TASK STATEMENT: Render every line of the listing below as a Markdown table with two columns, Row and Text, numbering the rows in order and skipping any blank lines.

RECORD LIST:

--- Begin ---

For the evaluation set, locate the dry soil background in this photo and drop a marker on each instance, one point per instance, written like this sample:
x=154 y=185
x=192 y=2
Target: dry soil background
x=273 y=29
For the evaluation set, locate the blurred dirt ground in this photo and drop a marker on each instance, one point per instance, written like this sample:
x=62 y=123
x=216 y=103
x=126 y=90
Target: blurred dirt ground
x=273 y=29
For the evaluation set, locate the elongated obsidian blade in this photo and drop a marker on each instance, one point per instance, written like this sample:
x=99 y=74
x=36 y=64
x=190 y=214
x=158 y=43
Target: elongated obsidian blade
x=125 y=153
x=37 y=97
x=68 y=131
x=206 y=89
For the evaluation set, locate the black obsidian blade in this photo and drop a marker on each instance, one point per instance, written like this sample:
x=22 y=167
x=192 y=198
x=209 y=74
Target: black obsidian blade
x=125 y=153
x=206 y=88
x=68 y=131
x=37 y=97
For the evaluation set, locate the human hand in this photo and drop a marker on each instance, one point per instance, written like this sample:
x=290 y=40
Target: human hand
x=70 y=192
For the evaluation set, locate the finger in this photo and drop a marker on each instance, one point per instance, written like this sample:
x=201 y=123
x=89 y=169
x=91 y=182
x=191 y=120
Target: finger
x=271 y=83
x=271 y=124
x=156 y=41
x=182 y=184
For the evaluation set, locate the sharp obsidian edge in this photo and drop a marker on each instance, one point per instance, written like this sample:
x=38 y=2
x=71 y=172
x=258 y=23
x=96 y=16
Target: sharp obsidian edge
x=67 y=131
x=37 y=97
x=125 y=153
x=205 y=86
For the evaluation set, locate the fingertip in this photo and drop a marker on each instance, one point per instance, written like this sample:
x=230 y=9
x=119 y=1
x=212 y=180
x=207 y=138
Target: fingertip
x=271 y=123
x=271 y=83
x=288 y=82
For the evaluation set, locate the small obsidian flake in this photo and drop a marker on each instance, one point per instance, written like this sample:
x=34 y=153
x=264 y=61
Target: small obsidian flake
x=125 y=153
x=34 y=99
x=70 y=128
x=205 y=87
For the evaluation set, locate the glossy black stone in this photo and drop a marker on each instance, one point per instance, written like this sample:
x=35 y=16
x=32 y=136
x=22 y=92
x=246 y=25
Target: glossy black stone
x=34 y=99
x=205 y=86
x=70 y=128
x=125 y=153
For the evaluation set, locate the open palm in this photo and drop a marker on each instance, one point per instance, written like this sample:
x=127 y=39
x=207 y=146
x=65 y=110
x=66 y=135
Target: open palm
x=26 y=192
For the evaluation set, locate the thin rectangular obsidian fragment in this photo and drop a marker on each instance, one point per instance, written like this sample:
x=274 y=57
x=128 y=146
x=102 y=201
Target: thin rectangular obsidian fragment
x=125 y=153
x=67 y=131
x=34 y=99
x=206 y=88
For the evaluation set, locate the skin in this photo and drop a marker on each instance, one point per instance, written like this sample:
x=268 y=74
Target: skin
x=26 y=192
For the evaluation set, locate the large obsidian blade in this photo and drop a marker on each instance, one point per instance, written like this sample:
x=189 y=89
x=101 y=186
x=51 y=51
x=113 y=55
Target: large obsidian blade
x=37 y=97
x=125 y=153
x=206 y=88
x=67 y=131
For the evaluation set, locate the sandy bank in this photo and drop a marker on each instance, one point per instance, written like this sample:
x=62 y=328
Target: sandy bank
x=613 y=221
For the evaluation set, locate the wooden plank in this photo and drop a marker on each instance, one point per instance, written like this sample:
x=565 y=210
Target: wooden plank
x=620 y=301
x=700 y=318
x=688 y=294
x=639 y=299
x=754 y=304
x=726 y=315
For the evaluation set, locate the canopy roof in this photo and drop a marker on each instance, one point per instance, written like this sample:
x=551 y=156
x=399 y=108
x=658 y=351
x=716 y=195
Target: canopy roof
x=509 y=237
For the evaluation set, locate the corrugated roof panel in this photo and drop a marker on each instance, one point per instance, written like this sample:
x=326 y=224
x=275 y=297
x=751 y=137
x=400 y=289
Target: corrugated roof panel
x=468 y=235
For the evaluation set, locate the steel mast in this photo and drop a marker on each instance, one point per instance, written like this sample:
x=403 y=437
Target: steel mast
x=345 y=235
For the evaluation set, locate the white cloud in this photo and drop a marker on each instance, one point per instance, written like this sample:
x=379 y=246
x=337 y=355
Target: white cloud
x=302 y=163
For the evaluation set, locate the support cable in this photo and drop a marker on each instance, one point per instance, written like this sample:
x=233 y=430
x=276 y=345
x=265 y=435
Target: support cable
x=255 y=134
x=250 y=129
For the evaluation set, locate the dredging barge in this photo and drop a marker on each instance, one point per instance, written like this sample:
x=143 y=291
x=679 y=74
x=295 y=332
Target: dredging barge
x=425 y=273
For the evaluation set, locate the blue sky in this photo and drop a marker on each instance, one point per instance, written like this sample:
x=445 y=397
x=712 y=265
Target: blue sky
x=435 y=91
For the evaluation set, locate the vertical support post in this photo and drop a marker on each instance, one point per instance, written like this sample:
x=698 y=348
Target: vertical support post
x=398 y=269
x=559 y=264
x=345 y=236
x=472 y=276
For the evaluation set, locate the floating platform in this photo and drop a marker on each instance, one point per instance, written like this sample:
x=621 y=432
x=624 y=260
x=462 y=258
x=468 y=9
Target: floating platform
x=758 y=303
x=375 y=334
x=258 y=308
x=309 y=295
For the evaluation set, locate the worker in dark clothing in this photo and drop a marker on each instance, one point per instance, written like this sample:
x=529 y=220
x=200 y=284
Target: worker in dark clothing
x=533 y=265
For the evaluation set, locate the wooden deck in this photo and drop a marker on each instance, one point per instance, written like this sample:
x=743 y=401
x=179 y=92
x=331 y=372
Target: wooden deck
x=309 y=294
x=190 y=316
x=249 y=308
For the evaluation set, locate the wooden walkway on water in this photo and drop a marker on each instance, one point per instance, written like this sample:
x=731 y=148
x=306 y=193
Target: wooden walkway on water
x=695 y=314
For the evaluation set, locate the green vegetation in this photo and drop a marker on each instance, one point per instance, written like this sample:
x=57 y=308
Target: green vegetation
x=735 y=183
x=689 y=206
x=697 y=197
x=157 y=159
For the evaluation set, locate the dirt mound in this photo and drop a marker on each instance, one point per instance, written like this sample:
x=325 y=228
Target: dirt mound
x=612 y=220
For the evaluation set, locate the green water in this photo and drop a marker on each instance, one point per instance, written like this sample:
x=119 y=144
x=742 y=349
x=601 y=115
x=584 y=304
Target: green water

--- End ---

RESPONSE TO THE TASK:
| Row | Text |
|---|---|
| 1 | For the evaluation set, locate the dry soil background in this photo and drop a marker on each instance, one point per instance, written like this sample: |
| 2 | x=154 y=185 |
| 3 | x=192 y=2 |
| 4 | Target: dry soil background |
| 5 | x=273 y=29 |
| 6 | For the evaluation set, locate the blurred dirt ground in this photo and drop a marker on each instance, one point per instance, written like this sample: |
| 7 | x=62 y=123 |
| 8 | x=216 y=103 |
| 9 | x=126 y=90 |
| 10 | Target: blurred dirt ground |
| 11 | x=273 y=29 |
| 12 | For the evaluation set, locate the elongated obsidian blade in this photo and drop a marker on each instance, one point per instance, written like this sample: |
| 13 | x=99 y=74 |
| 14 | x=36 y=64 |
| 15 | x=190 y=214 |
| 16 | x=158 y=43 |
| 17 | Target: elongated obsidian blade |
| 18 | x=125 y=153 |
| 19 | x=37 y=97 |
| 20 | x=68 y=131 |
| 21 | x=206 y=89 |
| 22 | For the evaluation set, locate the black obsidian blade in this photo and drop a marker on each instance, one point per instance, written like this sample: |
| 23 | x=22 y=167 |
| 24 | x=192 y=198 |
| 25 | x=209 y=74 |
| 26 | Target: black obsidian blade |
| 27 | x=125 y=153 |
| 28 | x=206 y=88 |
| 29 | x=68 y=131 |
| 30 | x=37 y=97 |
| 31 | For the evaluation set, locate the human hand in this photo and drop a marker on each instance, one point per instance, written like this sample: |
| 32 | x=290 y=40 |
| 33 | Target: human hand |
| 34 | x=70 y=192 |
| 35 | For the evaluation set, locate the finger in this photo and drop a marker on each instance, one point per instance, written like this sample: |
| 36 | x=201 y=123 |
| 37 | x=89 y=169 |
| 38 | x=91 y=182 |
| 39 | x=191 y=120 |
| 40 | Target: finger |
| 41 | x=271 y=83 |
| 42 | x=271 y=124 |
| 43 | x=156 y=41 |
| 44 | x=182 y=184 |
| 45 | For the evaluation set, locate the sharp obsidian edge in this photo and drop a marker on each instance, one point per instance, written like this sample: |
| 46 | x=38 y=2 |
| 47 | x=71 y=172 |
| 48 | x=258 y=23 |
| 49 | x=96 y=16 |
| 50 | Target: sharp obsidian edge |
| 51 | x=67 y=131 |
| 52 | x=37 y=97 |
| 53 | x=125 y=153 |
| 54 | x=205 y=86 |
| 55 | For the evaluation set, locate the fingertip in this photo and drop a marker on each instance, one point per instance, written like this sample: |
| 56 | x=230 y=9 |
| 57 | x=119 y=1 |
| 58 | x=212 y=180 |
| 59 | x=207 y=138 |
| 60 | Target: fingertip |
| 61 | x=271 y=123 |
| 62 | x=271 y=83 |
| 63 | x=288 y=82 |
| 64 | For the evaluation set, locate the small obsidian flake in this photo and drop a marker on each instance, one point per instance, written like this sample: |
| 65 | x=34 y=153 |
| 66 | x=264 y=61 |
| 67 | Target: small obsidian flake |
| 68 | x=125 y=153 |
| 69 | x=34 y=99 |
| 70 | x=70 y=128 |
| 71 | x=205 y=87 |
| 72 | For the evaluation set, locate the glossy black stone in this photo and drop a marker on each instance, one point per instance, written like this sample: |
| 73 | x=35 y=16 |
| 74 | x=32 y=136 |
| 75 | x=22 y=92 |
| 76 | x=246 y=25 |
| 77 | Target: glossy black stone |
| 78 | x=34 y=99 |
| 79 | x=205 y=86 |
| 80 | x=70 y=128 |
| 81 | x=125 y=153 |
| 82 | For the evaluation set, locate the open palm in this photo and drop a marker on each instance, one point per instance, written like this sample: |
| 83 | x=127 y=39 |
| 84 | x=207 y=146 |
| 85 | x=65 y=110 |
| 86 | x=66 y=135 |
| 87 | Target: open palm |
| 88 | x=26 y=192 |
| 89 | For the evaluation set, locate the thin rectangular obsidian fragment in this photo and drop a marker on each instance, one point per instance, written like this sample: |
| 90 | x=274 y=57 |
| 91 | x=128 y=146 |
| 92 | x=102 y=201 |
| 93 | Target: thin rectangular obsidian fragment |
| 94 | x=125 y=153 |
| 95 | x=67 y=131 |
| 96 | x=34 y=99 |
| 97 | x=206 y=88 |
| 98 | For the evaluation set, locate the skin in this photo and drop a marker on each instance, one point per instance, written like this sample: |
| 99 | x=268 y=74 |
| 100 | Target: skin |
| 101 | x=26 y=192 |
| 102 | For the evaluation set, locate the large obsidian blade in this photo and drop a marker on each instance, one point per instance, written like this sample: |
| 103 | x=189 y=89 |
| 104 | x=101 y=186 |
| 105 | x=51 y=51 |
| 106 | x=113 y=55 |
| 107 | Target: large obsidian blade |
| 108 | x=37 y=97 |
| 109 | x=125 y=153 |
| 110 | x=206 y=88 |
| 111 | x=67 y=131 |
| 112 | For the evaluation set, locate the sandy bank in this photo and drop a marker on each instance, one point per instance, written like this sample: |
| 113 | x=62 y=328 |
| 114 | Target: sandy bank |
| 115 | x=613 y=221 |
| 116 | For the evaluation set, locate the wooden plank in this photo and drop a marker on each instance, one point per instance, written like this sample: |
| 117 | x=565 y=210 |
| 118 | Target: wooden plank |
| 119 | x=620 y=301 |
| 120 | x=700 y=318 |
| 121 | x=688 y=294 |
| 122 | x=639 y=299 |
| 123 | x=754 y=304 |
| 124 | x=726 y=315 |
| 125 | For the evaluation set, locate the canopy roof in this photo and drop a marker on each instance, one point per instance, written like this sample: |
| 126 | x=551 y=156 |
| 127 | x=399 y=108 |
| 128 | x=658 y=351 |
| 129 | x=716 y=195 |
| 130 | Target: canopy roof |
| 131 | x=509 y=237 |
| 132 | For the evaluation set, locate the corrugated roof panel in this photo and drop a marker on each instance, one point per instance, written like this sample: |
| 133 | x=326 y=224 |
| 134 | x=275 y=297 |
| 135 | x=751 y=137 |
| 136 | x=400 y=289 |
| 137 | Target: corrugated roof panel |
| 138 | x=468 y=235 |
| 139 | For the evaluation set, locate the steel mast in this photo and drop a marker on each instance, one point per instance, written like this sample: |
| 140 | x=403 y=437 |
| 141 | Target: steel mast |
| 142 | x=345 y=235 |
| 143 | For the evaluation set, locate the white cloud in this photo and drop a marker on each instance, one point per instance, written like this sample: |
| 144 | x=379 y=246 |
| 145 | x=337 y=355 |
| 146 | Target: white cloud |
| 147 | x=302 y=163 |
| 148 | For the evaluation set, locate the support cable in this photo and drop a marker on each instance, one point per instance, written like this sample: |
| 149 | x=233 y=430 |
| 150 | x=276 y=345 |
| 151 | x=265 y=435 |
| 152 | Target: support cable |
| 153 | x=255 y=134 |
| 154 | x=250 y=129 |
| 155 | For the evaluation set, locate the dredging barge in this photo and drop a marker on each instance, one point per instance, written like this sample: |
| 156 | x=143 y=291 |
| 157 | x=679 y=74 |
| 158 | x=295 y=332 |
| 159 | Target: dredging barge |
| 160 | x=425 y=273 |
| 161 | For the evaluation set, locate the blue sky in this photo and drop a marker on each instance, one point per instance, written like this sample: |
| 162 | x=445 y=397 |
| 163 | x=712 y=265 |
| 164 | Target: blue sky |
| 165 | x=435 y=91 |
| 166 | For the evaluation set, locate the vertical support post in this photo and drop a marker on each instance, one point per instance, written like this sample: |
| 167 | x=698 y=348 |
| 168 | Target: vertical support post |
| 169 | x=398 y=269 |
| 170 | x=559 y=264 |
| 171 | x=345 y=236 |
| 172 | x=472 y=276 |
| 173 | For the evaluation set, locate the floating platform in this photo and drop a marker on each instance, one point per instance, written like this sample: |
| 174 | x=621 y=432 |
| 175 | x=624 y=260 |
| 176 | x=462 y=258 |
| 177 | x=468 y=9 |
| 178 | Target: floating platform |
| 179 | x=758 y=303 |
| 180 | x=375 y=334 |
| 181 | x=258 y=308 |
| 182 | x=309 y=295 |
| 183 | For the evaluation set, locate the worker in dark clothing in this photo and drop a marker on each instance, one point per instance, written like this sample: |
| 184 | x=529 y=220 |
| 185 | x=200 y=284 |
| 186 | Target: worker in dark clothing |
| 187 | x=533 y=265 |
| 188 | For the evaluation set, locate the wooden deck in this photo and drop a marker on each instance, one point per instance, written like this sample: |
| 189 | x=743 y=401 |
| 190 | x=179 y=92 |
| 191 | x=331 y=372 |
| 192 | Target: wooden deck |
| 193 | x=309 y=294 |
| 194 | x=190 y=316 |
| 195 | x=249 y=308 |
| 196 | For the evaluation set, locate the wooden walkway on water in this photo and drop a marker on each instance, one point per instance, written like this sample: |
| 197 | x=731 y=148 |
| 198 | x=306 y=193 |
| 199 | Target: wooden walkway on water |
| 200 | x=695 y=314 |
| 201 | For the evaluation set, locate the green vegetation in this photo and drop a marker on each instance, one point per instance, written like this sample: |
| 202 | x=57 y=308 |
| 203 | Target: green vegetation |
| 204 | x=735 y=183 |
| 205 | x=689 y=206 |
| 206 | x=697 y=197 |
| 207 | x=157 y=159 |
| 208 | For the evaluation set, locate the dirt mound in this photo and drop a marker on each instance, one point per instance, written like this sample: |
| 209 | x=325 y=228 |
| 210 | Target: dirt mound |
| 211 | x=612 y=220 |
| 212 | For the evaluation set, locate the green water in this photo and drop a marker on each instance, one point per instance, written like this sample: |
| 213 | x=119 y=144 |
| 214 | x=742 y=349 |
| 215 | x=601 y=115 |
| 216 | x=584 y=304 |
| 217 | Target: green water |